#### Aim 1:
Do these statements agree with the passage on Ada Sokół's rebranding? Answer yes or no for each, quoting the words of the passage that settle it. (a) Ada first met the Panama Papers team over coffee in Paris. (b) Panama Papers is a design studio based in London. (c) The tagline "Ada(mant) is Busy(ness)" appears on one side of Ada's business card.
#### Aim 2:
In the passage on Ada Sokół's rebranding, what idea did Ada and the studio come up with to relate to her design practice?
#### Aim 3:
Pick up the passage on Ada Sokół's new identity after its final sentence and carry it on.

#### Source extract:
When 3D designer and artist Ada Sokół teams up with Paris based design studio “Panama Papers” to redesign her identity, you just know the result is going to be impressive. Soon after seeing the work the studio created for the art publisher “Entercourse of the New Age” and one of his exhibitions that she was also part of, Ada decided to get them on board of designing her new visuality. “The whole graphic identity of the show, from posters to catalogues, looked so well-made and I knew I had to reach out to the Panama Papers team immediately. We met in Paris for a coffee and after hearing their story and seeing their creative passion, I felt that they would complement my works & creative energy”, Ada tells us about their first encounter. Together, they came up with the idea of a “Malleable identity” in order to relate to Ada’s design practice. “Malleable Identity is rebranding in more ways than one”, Ada explains us about the concept, “Firstly, because we need to change ourselves to grow personally. It’s not about constantly changing the mind, but trying to be better & better. Secondly, the tagline “Ada(mant) is Busy(ness)”, that is on the one side of my business card, represents my determined, stable practice and hard work behind it.”

(Dataset entries)
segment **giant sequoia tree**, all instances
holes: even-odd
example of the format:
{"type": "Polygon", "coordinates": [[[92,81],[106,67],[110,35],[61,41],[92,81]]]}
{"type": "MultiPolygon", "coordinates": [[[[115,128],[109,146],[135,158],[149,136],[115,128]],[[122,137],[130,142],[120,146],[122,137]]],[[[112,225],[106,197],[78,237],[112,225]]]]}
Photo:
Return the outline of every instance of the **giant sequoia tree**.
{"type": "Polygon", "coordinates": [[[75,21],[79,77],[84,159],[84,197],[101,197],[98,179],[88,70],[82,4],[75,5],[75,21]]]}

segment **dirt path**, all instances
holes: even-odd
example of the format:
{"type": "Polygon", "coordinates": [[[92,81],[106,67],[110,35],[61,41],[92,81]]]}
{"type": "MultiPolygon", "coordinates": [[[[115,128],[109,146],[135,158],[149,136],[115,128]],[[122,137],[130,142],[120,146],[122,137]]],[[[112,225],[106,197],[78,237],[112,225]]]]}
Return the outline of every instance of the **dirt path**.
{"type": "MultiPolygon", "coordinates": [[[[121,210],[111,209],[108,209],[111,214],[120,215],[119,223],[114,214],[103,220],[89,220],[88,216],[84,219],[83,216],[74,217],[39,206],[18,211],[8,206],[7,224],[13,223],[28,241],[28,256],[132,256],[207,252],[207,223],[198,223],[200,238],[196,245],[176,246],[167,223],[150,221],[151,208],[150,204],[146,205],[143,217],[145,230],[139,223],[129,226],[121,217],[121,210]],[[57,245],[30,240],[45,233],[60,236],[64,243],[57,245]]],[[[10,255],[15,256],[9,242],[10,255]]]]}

#### Exercise response 1:
(a) Yes: "We met in Paris for a coffee"
(b) No: "Paris based design studio “Panama Papers”"
(c) Yes: "the tagline “Ada(mant) is Busy(ness)”, that is on the one side of my business card"

#### Exercise response 2:
The idea of a "Malleable identity."

#### Exercise response 3:
The Paris based 3D designer and artist has worked for several luxury and fashion brands in the past, like Nike, KENZO, Rimowa and Gentle Monster, creating global campaigns, videos and multi-media installations. Derived from a creative upbringing with both parents working as architects in Poland, her interest in forms, art and design has always been part of her childhood. “In the 1990s, my father switched to architectural renderings which coincided with the time I was learning to draw & use the computer”, Ada tells us, “I had the beauty of architecture in mind even through high school (and took some relevant classes too!), but it was at this time that I also began cultivating an interest in fashion, digital art & music scene. I started fashion design studies in Warsaw, but never finished them. Then, I had personally hard time, and although I was accepted to the London College of Fashion for Fashion Communication and then to Bard College Berlin, I never got a chance to study.” As a result, most of Ada’s practice and the unique, visual language she is known for is self-taught. “During my teens and in my early 20s, there were not many interesting things going on in Poland. I got fascinated by digital art through Tumblr and Facebook and found it to be more fascinating than my mundane reality”, she explains. After moving to Paris and experiencing its design scene, she finally found a middle ground between beauty, progressiveness and conceptualism. “It’s been a welcomed & needed influence for sure.”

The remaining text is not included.